_Given problem:_ Lines from the one containing "Indicate the blue jeans" through the last line of the data are to be repeated word for word, both ends included.

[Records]

"""

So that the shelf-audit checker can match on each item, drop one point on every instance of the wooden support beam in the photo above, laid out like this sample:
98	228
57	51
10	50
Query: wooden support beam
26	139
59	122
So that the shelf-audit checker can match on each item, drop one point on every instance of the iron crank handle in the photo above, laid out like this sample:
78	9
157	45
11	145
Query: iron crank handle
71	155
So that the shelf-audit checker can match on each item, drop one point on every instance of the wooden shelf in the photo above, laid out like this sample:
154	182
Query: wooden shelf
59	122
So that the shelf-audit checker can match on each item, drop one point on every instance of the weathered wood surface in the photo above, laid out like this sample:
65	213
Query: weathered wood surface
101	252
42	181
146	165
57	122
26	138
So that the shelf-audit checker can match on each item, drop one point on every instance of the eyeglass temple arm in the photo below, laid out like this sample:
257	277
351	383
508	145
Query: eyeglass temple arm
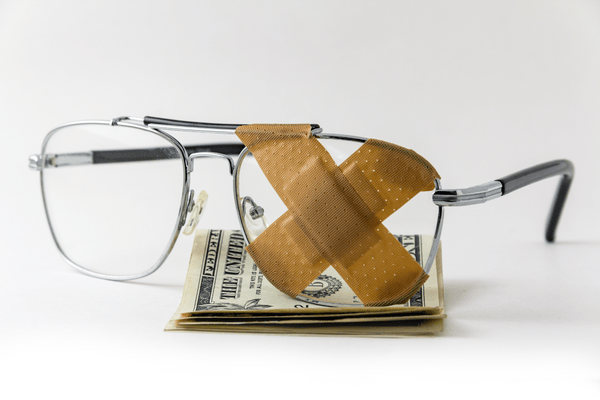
510	183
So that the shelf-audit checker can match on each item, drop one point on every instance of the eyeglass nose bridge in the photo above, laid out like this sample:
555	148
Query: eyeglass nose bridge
207	154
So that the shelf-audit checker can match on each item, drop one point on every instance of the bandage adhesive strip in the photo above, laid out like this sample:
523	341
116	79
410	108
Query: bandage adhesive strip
335	213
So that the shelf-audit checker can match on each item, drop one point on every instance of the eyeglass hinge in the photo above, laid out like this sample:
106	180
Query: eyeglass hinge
466	197
35	162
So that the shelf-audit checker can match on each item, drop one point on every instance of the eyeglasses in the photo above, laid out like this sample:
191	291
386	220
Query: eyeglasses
117	192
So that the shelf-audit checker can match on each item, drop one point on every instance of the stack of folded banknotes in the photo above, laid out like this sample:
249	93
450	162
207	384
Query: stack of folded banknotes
224	291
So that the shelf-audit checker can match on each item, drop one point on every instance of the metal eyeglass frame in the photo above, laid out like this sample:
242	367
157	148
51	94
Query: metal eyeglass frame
441	198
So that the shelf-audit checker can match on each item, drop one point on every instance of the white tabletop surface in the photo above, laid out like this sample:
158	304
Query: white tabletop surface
480	89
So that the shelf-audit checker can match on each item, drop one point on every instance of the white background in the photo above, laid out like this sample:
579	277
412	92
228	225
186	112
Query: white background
481	89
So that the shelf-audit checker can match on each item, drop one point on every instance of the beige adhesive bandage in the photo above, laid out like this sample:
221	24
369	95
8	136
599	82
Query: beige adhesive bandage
335	213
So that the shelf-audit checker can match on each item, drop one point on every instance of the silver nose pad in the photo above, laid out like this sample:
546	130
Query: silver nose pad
254	218
196	213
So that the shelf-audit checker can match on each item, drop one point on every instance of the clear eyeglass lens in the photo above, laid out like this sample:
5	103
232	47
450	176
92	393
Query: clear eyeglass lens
112	196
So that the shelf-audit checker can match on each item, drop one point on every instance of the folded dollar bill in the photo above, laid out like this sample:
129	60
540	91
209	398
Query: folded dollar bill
225	291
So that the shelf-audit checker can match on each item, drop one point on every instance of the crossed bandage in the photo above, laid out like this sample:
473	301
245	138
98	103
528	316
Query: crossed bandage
335	213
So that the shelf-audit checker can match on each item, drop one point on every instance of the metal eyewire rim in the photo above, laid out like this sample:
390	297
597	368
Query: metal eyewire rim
182	205
239	208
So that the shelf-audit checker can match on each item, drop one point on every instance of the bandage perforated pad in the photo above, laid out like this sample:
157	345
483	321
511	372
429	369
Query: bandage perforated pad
335	213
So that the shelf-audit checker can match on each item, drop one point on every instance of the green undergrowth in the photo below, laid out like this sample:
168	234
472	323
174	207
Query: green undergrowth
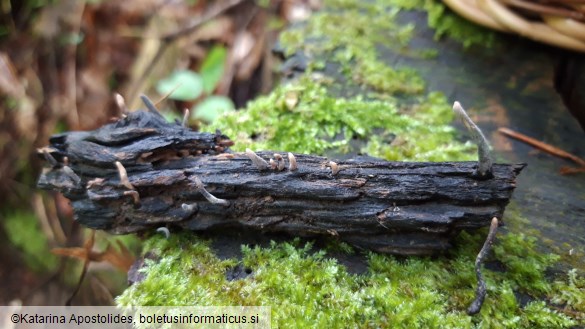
350	34
304	117
448	24
308	289
25	234
302	284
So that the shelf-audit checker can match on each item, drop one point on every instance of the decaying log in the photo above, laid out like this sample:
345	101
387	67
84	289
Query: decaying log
141	173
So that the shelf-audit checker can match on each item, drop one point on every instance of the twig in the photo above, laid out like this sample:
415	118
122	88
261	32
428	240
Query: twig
542	146
481	290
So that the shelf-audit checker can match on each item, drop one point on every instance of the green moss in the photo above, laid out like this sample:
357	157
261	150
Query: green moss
448	24
24	232
304	117
307	289
350	33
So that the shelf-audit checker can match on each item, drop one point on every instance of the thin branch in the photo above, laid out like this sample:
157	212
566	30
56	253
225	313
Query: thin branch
169	38
542	146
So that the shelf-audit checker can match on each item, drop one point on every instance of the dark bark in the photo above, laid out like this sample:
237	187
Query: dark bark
394	207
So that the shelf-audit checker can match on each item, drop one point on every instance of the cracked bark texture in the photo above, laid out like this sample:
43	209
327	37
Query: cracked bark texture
393	207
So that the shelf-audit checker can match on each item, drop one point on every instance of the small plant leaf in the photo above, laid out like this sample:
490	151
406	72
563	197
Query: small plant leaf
212	107
183	85
213	67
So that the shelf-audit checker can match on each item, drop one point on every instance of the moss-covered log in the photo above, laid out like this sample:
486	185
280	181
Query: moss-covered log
142	172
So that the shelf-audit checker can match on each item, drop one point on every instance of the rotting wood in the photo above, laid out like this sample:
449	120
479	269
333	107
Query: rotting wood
171	176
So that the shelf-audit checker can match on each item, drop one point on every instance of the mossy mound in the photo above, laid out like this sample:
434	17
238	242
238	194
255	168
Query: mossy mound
306	289
304	286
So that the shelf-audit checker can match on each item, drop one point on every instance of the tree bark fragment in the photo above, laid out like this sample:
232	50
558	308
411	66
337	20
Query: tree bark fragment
393	207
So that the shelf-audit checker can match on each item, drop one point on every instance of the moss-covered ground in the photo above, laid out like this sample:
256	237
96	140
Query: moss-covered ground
304	286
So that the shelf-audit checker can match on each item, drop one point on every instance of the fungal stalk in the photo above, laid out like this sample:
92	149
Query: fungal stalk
260	163
210	197
484	168
123	176
292	162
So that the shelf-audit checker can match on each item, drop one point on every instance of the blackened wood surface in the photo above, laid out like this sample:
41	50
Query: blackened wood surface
394	207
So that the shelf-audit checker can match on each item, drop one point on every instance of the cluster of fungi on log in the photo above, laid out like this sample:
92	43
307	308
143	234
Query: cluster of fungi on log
142	172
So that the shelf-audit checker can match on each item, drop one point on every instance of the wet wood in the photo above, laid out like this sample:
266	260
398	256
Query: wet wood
182	179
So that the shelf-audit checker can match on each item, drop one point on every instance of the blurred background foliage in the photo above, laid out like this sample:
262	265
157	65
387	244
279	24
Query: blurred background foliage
61	61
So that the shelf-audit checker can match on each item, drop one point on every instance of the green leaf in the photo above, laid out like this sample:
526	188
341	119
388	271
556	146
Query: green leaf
212	107
185	85
213	67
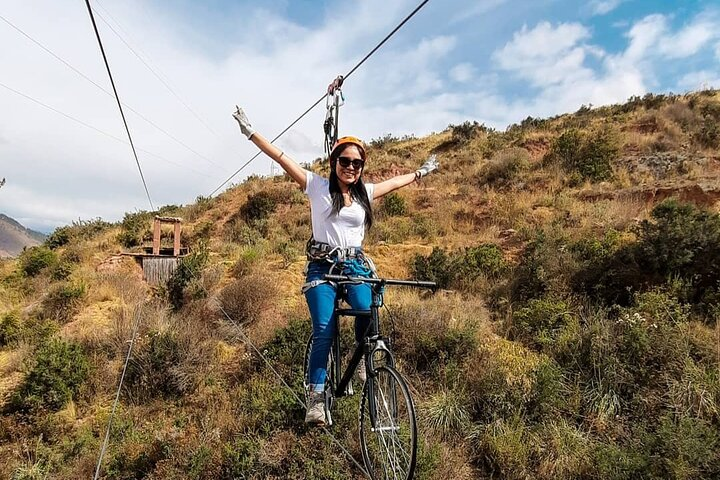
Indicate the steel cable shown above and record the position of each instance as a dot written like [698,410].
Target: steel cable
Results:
[117,97]
[417,9]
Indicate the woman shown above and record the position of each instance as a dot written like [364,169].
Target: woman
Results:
[341,210]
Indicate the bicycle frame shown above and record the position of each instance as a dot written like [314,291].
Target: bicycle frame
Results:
[372,341]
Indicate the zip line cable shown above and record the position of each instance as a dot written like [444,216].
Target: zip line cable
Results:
[417,9]
[157,75]
[172,137]
[136,323]
[109,135]
[244,338]
[117,97]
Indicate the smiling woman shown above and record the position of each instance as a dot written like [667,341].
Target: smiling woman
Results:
[341,211]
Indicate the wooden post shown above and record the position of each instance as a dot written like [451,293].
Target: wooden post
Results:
[156,236]
[176,240]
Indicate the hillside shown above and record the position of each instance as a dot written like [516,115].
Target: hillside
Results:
[14,237]
[575,335]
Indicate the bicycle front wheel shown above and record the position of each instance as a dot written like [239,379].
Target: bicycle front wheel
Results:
[388,433]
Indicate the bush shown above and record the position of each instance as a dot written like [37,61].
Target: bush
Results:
[429,338]
[80,229]
[247,297]
[151,370]
[590,155]
[541,321]
[189,268]
[259,206]
[506,380]
[10,329]
[63,301]
[682,242]
[458,269]
[436,267]
[485,259]
[466,131]
[59,370]
[708,136]
[34,259]
[503,166]
[394,205]
[135,228]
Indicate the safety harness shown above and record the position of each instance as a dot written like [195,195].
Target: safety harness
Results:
[349,261]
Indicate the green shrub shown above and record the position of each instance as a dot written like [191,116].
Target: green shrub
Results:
[33,260]
[394,205]
[541,321]
[59,369]
[259,206]
[708,136]
[458,269]
[466,131]
[61,270]
[683,241]
[150,372]
[244,265]
[428,339]
[590,155]
[59,237]
[63,301]
[135,228]
[247,297]
[446,414]
[619,462]
[485,259]
[436,267]
[503,166]
[10,328]
[189,269]
[240,458]
[287,346]
[383,141]
[80,229]
[687,448]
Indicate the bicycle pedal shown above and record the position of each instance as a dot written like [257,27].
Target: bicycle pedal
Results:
[328,407]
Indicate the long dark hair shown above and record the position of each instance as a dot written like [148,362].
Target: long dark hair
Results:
[357,189]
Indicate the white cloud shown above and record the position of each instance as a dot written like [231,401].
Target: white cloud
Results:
[476,10]
[547,55]
[463,72]
[603,7]
[689,40]
[699,80]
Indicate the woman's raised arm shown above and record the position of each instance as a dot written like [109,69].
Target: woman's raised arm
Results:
[387,186]
[292,168]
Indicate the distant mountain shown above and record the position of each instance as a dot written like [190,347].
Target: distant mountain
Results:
[14,237]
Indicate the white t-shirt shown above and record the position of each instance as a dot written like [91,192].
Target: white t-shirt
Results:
[347,228]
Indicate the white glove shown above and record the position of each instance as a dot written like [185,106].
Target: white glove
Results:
[244,123]
[430,164]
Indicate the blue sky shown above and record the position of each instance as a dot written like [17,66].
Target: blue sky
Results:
[492,61]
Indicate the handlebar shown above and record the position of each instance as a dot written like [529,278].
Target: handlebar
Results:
[381,281]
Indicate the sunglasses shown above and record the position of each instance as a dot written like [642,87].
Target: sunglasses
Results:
[345,162]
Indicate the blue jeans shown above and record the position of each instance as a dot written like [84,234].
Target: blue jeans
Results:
[321,302]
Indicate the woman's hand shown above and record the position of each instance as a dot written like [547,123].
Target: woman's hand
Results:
[244,123]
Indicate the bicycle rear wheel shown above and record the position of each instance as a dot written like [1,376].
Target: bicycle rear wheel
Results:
[388,433]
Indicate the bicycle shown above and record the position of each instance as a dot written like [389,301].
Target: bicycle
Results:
[388,430]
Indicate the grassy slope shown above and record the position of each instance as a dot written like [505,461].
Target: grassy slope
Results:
[499,392]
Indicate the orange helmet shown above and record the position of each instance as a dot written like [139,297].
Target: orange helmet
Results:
[352,140]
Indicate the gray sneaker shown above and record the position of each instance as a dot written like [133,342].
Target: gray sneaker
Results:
[315,413]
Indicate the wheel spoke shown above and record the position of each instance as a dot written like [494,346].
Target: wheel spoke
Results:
[388,446]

"""

_Solution to this problem:_
Indicate the blue jeans shown above and record the position of each instance as a dot written like [84,234].
Target: blue jeans
Results:
[321,302]
Indicate the woman's hand shown above and record the position of each instance as a dot written like [547,123].
Target: woman's hand
Results:
[244,123]
Indicate the bicycle rear wheel shown above and record the position of each instance as a dot written like [1,376].
Target: bicycle rear wheel
Results:
[388,433]
Indicate the bicycle shown above and record the position of each instance as a dot written like [389,301].
Target: bicycle
Results:
[388,430]
Indicate the grassy slope shown above and record the position of each instance as a dot written like [505,461].
Target: grassy slope
Results:
[499,392]
Indicate the orange helmet shown above and record the position of each instance as a dot written like [139,297].
Target: orange helmet
Results:
[352,140]
Indicate the gray sneaker shown above and record the position of each instance as a dot written like [133,342].
Target: gray sneaker
Results:
[315,413]
Indicate the wheel spoke shown above and record the position of each instance as a dot written like [494,346].
Target: wheel spoke
Results:
[388,446]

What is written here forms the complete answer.